[Exercise brief] The entries underneath need to be duplicated exactly, with none omitted.

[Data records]
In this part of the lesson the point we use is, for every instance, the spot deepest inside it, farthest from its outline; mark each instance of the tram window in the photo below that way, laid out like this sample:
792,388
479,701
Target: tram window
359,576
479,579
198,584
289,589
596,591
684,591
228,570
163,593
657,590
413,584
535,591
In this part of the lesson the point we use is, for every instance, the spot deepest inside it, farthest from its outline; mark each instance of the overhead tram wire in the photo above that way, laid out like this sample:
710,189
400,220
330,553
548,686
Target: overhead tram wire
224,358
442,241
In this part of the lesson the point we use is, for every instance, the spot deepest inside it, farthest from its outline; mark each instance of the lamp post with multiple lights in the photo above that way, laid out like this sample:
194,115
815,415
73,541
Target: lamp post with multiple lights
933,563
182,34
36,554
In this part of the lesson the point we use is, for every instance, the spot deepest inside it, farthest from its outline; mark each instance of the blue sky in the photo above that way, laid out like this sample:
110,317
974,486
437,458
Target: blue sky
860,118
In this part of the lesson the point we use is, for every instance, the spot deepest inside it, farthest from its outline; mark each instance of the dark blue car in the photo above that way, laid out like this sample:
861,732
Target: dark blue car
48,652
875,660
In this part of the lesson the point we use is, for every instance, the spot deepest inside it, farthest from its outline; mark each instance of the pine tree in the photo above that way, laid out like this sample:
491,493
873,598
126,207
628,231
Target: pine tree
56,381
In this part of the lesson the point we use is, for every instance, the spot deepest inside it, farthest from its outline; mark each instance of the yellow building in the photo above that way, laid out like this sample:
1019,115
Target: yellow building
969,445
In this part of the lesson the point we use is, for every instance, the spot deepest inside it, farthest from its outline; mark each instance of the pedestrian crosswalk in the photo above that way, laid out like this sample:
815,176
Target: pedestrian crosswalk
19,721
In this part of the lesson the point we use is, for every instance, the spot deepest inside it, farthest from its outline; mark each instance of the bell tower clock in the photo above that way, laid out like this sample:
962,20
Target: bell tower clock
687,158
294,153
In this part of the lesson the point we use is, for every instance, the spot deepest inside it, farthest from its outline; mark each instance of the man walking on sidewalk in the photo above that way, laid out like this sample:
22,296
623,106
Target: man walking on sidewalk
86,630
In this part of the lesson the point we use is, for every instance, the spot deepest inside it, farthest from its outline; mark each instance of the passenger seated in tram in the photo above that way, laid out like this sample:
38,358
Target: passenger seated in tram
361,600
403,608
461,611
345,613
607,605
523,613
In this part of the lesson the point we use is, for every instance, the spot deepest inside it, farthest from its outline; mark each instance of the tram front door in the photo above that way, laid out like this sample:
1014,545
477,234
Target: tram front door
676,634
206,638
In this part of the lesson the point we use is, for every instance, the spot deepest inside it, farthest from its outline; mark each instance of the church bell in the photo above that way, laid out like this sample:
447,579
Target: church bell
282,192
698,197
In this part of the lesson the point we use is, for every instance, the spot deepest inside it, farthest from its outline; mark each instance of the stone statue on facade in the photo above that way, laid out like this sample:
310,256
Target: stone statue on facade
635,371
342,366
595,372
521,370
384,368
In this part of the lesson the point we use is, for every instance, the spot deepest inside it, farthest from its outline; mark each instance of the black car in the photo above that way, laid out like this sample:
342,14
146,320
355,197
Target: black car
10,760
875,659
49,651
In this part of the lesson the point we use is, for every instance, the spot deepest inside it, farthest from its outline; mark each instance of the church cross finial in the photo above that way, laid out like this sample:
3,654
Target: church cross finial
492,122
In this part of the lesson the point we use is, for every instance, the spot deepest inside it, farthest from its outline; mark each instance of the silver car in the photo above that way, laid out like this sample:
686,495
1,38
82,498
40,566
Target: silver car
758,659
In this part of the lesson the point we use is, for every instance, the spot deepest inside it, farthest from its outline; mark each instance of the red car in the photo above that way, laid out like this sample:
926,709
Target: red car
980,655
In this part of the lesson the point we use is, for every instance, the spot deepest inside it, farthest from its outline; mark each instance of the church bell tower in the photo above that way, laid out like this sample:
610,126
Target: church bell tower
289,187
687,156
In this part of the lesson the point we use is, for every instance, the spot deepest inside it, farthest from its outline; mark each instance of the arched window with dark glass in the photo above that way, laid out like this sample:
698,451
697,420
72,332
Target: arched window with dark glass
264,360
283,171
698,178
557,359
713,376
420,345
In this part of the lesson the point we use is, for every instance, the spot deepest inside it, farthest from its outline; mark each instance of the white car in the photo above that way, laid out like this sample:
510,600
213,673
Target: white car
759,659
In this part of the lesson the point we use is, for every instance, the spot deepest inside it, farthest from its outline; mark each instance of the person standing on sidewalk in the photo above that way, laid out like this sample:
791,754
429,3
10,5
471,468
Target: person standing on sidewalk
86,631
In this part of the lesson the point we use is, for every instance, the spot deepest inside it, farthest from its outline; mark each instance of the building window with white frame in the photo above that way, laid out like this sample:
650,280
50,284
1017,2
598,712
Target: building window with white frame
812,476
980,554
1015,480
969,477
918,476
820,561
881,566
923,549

[Your response]
In this part of the lesson the point we use is, for every instance, the spot deepest inside it, farthest from its outline; mark each instance of the tram window in the photo below that way, laid out like this sample:
792,388
479,701
Target: tram window
359,576
479,579
198,584
289,589
596,591
684,591
228,570
163,593
657,590
413,584
535,591
In this part of the lesson the point we use is, for every instance, the spot deepest inside it, farthest from its outline; mark each instance of the overhead tram wire in the photo above that way, laid out like this sample:
710,189
400,220
330,553
548,686
Target: overhead tram wire
224,358
442,241
In this part of the lesson the point we use is, for every instance, the spot deepest inside it, farthest from its outline; mark each instance of the lamp post with multiple lights in the photo above that way, laid out like this sample:
194,115
815,415
73,541
Target: lamp post with multiple lights
933,563
182,34
36,554
In this part of the lesson the point we use is, for every instance, the spot deepest inside it, farthest from its outline; mark each instance of the blue sky in the photo above that way, laid out like this sample:
110,317
974,486
437,458
Target: blue sky
860,118
In this part of the lesson the point we use is, for every instance, the spot deepest inside it, farthest from its outline; mark each instance of the dark blue car in the photo above that way, laid out like this sample:
861,732
Target: dark blue car
48,652
875,660
In this part of the lesson the point we use is, for every instance, the spot deepest inside it, farthest from its outline; mark each instance of the pine tree in the photo above that way, laid out like this sample:
491,493
873,598
126,207
628,231
Target: pine tree
56,381
In this part of the lesson the point we use is, for every instance, the spot deepest inside it, farthest from its outline; mark each instance of the yellow building in the photo above that way, laid out like this sample:
1019,115
Target: yellow building
969,445
In this part of the lesson the point we use is, for every instance, the spot deepest inside it, farthest from its outline; mark each instance of the pedestrian crosswalk in the photo above that way, laid out like this sample:
815,176
Target: pedestrian crosswalk
19,721
In this part of the lesson the point we use is, for every instance, the spot deepest inside it, farthest from its outline; mark each instance of the bell tower clock in the photo above that way, laid out like this sample:
962,20
Target: bell tower clock
687,158
294,153
In this part of the lesson the point we use is, for every instance, the spot deepest inside it, farthest from its outline; mark each instance of the man walking on sidewalk in the photo above that way, laid out like this sample:
22,296
623,106
Target: man walking on sidewalk
86,630
In this part of the lesson the point we use is, for every instance, the spot deepest inside it, farthest from its outline; mark each instance of the passenger seated in tram in the photo above that way, laid out like this sample:
38,358
Target: passenger seated in tram
361,600
403,608
461,611
345,613
607,605
523,613
In this part of the lesson the point we use is, for every instance, the spot deepest inside it, farthest from its outline; mark each instance of the tram front door in the photo above that way, laid out like this sample:
1014,545
477,234
Target: tram front door
676,634
206,638
In this part of the lesson the point we use is, for every instance, the spot deepest inside it, farthest from its outline; mark each instance of the church bell in the photo above that way, laid out like this sample:
447,579
Target: church bell
282,192
698,197
In this part of the lesson the point we use is, for every instance, the spot deepest inside it, farthest from its outline; mark each instance of the stone statue on facade in the photo above that way, laid out like this sample:
310,256
Target: stone statue on facade
635,371
342,366
595,372
521,370
384,368
In this part of the lesson the point we use is, for every instance, the spot deepest inside it, farthest from its outline; mark each instance of the black car in the photo above that way, laid out like this sample:
342,14
146,320
355,197
Target: black car
10,760
875,659
49,651
In this part of the lesson the point we use is, for every instance, the spot deepest inside it, farthest from its outline; mark each instance of the church cross finial in the photo above that way, laid out like this sample:
3,654
Target: church cross finial
492,122
In this part of the lesson the point we use is, for every instance, the spot deepest inside it, farthest from its outline; mark each instance of the silver car in the photo above that way, laid out like this sample:
686,495
1,38
82,498
40,566
Target: silver car
758,659
In this part of the lesson the point we use is, for every instance, the spot deepest inside it, farthest from its outline; mark each instance of the red car in the photo above that way, laid out like this sample:
926,709
Target: red car
980,655
In this part of the lesson the point we use is, for every instance, the spot deepest inside it, farthest from its outline; mark each instance of the church bell tower in the photo above that way, laid out like this sample:
610,126
Target: church bell tower
289,187
687,156
In this part of the lesson the point we use is, for every instance, the spot deepest inside it, farthest from its outline; mark each instance of the arched window with dark glass in the photo above that way, laid out like this sample:
698,451
697,420
72,332
Target: arched window with dark glass
264,360
283,171
698,178
557,359
713,376
420,345
In this part of the lesson the point we use is, for every instance, the spot deepest inside it, farthest from its outline; mark each instance of the white car in the photo above that way, laid out like this sample:
510,600
213,673
Target: white car
759,659
In this part of the lesson the point we use is, for every instance, the spot deepest inside it, farthest from its outline; mark each instance of the person standing on sidewalk in the photo above that way, laid out like this sample:
791,754
429,3
10,5
471,468
Target: person standing on sidewalk
86,631
In this part of the lesson the point we use is, for every instance, the spot deepest inside it, farthest from its outline; mark each instance of the building window with white frame in the photo above that way, laid out like this sample:
650,280
50,284
1017,2
598,712
Target: building window with white frame
812,476
980,554
1015,480
969,477
918,476
820,561
881,566
923,549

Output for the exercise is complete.